_Do this_.
Copy all the material below, exactly as it stands.

_Given information_.
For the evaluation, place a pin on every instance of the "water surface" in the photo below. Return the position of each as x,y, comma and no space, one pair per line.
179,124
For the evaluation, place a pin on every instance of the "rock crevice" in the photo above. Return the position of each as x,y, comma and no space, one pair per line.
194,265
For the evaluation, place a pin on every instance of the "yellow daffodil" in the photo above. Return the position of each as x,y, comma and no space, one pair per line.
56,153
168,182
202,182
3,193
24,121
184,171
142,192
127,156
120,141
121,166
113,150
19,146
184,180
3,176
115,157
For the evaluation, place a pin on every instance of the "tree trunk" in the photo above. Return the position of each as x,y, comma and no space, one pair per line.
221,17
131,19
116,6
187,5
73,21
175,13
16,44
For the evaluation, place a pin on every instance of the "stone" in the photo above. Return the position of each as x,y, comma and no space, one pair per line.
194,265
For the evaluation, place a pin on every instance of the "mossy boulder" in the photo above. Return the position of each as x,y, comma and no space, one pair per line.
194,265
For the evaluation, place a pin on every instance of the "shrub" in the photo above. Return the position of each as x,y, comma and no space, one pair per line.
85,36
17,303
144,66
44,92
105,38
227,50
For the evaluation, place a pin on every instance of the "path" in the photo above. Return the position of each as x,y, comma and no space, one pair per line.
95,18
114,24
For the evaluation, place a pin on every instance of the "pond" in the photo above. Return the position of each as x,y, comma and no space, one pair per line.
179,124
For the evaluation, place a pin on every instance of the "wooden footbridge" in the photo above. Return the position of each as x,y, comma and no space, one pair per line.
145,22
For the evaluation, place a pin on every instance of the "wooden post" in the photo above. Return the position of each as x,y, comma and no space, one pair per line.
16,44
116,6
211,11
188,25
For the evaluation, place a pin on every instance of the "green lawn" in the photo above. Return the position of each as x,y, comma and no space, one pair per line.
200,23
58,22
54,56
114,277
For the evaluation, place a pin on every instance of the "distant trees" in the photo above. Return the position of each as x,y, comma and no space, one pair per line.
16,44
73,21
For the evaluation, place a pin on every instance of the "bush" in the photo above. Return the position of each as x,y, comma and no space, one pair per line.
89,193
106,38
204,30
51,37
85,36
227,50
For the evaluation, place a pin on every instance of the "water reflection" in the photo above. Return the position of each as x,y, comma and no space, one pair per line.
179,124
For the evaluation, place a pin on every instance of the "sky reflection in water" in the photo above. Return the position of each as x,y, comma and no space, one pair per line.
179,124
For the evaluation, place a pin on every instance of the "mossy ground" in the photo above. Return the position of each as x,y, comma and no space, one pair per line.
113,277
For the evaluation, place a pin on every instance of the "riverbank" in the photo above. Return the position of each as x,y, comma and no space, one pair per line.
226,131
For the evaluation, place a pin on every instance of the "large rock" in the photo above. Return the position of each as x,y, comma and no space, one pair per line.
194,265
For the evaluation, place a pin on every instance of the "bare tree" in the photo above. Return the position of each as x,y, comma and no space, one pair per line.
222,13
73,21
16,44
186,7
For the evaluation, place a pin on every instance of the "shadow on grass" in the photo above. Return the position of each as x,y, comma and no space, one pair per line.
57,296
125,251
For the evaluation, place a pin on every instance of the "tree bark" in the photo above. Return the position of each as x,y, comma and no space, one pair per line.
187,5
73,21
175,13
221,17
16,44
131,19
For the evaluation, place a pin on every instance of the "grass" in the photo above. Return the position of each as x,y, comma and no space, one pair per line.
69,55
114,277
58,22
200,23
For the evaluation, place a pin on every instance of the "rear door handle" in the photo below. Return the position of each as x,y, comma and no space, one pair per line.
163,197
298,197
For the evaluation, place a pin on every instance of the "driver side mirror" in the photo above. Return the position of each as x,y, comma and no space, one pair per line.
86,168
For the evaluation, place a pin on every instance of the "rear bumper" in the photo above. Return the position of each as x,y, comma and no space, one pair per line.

_Solution for this problem_.
For the evaluation, place a pin on every instance of the "water surface" in the photo below. Return the position of each as x,y, comma and no space, one pair per line.
179,124
For the evaluation, place a pin on every instance of the "rock crevice" in the photo above. Return the position of each as x,y, comma and no space, one pair per line.
194,265
For the evaluation, place a pin on every instance of the "yellow daffodil" in the photo above. Return the position of each as x,y, comma and no space, one pair per line.
56,153
168,182
202,182
3,193
24,121
184,171
142,192
127,156
120,141
121,166
113,150
19,146
184,180
3,176
115,157
For the evaluation, place a pin on every instance of the "tree trunk" in the photo above. Return the position of each as x,y, comma and no space, one pair per line.
221,17
131,19
116,6
187,5
73,21
175,13
16,44
For the evaluation, place a pin on every instance of the "stone" in the photo above. Return the position of each as x,y, comma and no space, one pair per line.
194,265
For the evaluation, place a pin on every instance of the "mossy boulder" in the photo above. Return the position of each as x,y, comma and no space, one pair per line.
194,265
For the evaluation, place a pin on every instance of the "shrub" in the photo above. Return the position of each as x,y, comma and no space, one pair per line.
85,36
17,303
144,66
44,92
105,38
227,50
For the evaluation, place a pin on every instance of the "path" in the photo above. Return the position of each as x,y, comma and no space, one pair per line.
95,18
114,24
For the evaluation, place a pin on every instance of the "pond" in the photo above. Return the position of each as x,y, comma and no space, one pair per line.
179,124
For the evaluation, place a pin on every instance of the "wooden footbridge" in the photo above. Return the position of each as x,y, comma and no space, one pair per line.
145,22
For the evaluation, place a pin on every instance of the "wooden post" in the photo above. Return the position of each as x,y, comma and no space, one pair per line.
16,44
116,6
211,11
188,25
For the evaluation, place a pin on every instance of the "green lawn" in the photo above. Return the position of each as x,y, comma and no space, one pair per line.
200,23
58,22
54,56
114,277
For the evaluation, place a pin on every instance of the "distant trees" in the photo above. Return the position of each as x,y, comma and no space, one pair per line.
16,44
73,21
For the evaluation, place a pin on every instance of the "bush" in the photo above. Return the position of each as x,y, comma and no space, one pair per line.
89,193
106,38
204,30
51,37
85,36
227,50
For the evaluation, place a pin on every instance of the "water reflection" in the photo above. Return the position of each as x,y, comma and no space, one pair per line.
179,124
For the evaluation, place a pin on every instance of the "sky reflection in water" in the photo above. Return the position of each as x,y, comma and no space, one pair per line.
179,124
For the evaluation, place a pin on every instance of the "mossy ground" in the photo above. Return the position of each as x,y, comma and no space, one pair per line.
113,277
For the evaluation, place a pin on every instance of the "riverbank" in the photo above. Return the position of each as x,y, comma and no space, one pair per line.
226,131
For the evaluation, place a pin on every instance of the "large rock" in the photo above. Return the position of each as x,y, comma and no space, one pair per line.
194,265
For the evaluation, place a pin on every instance of the "bare tree" in the photo above. Return the position of each as x,y, comma and no space, one pair per line.
222,13
73,21
16,44
186,7
For the evaluation, place a pin on every instance of the "shadow on grass" in the photo above. Return the position of each as x,y, comma and no space, one pair per line.
57,296
125,251
For the evaluation, place a pin on every instance of the "tree bark" in the photo above. Return the position of each as x,y, comma and no space, one pair per line.
187,5
73,21
175,13
221,17
16,44
131,19
For the evaluation, place a pin on every instance of the "grass" in the photo above. Return the position of each as x,y, comma and no space, one pair per line.
69,55
114,277
58,22
200,23
For the evaluation, place a pin on every instance of the "rear door handle" in the photo below. Return the position of each as x,y, comma and no space, one pair per line.
163,197
298,197
For the evaluation, place a pin on every instance of the "driver side mirror" in the photo above. Return the position of each as x,y, comma and no space, one pair per line.
86,168
For the evaluation, place a pin on every instance of the "rear bumper" in the photo above. Return the position of each as x,y, comma and no space, one pair per line.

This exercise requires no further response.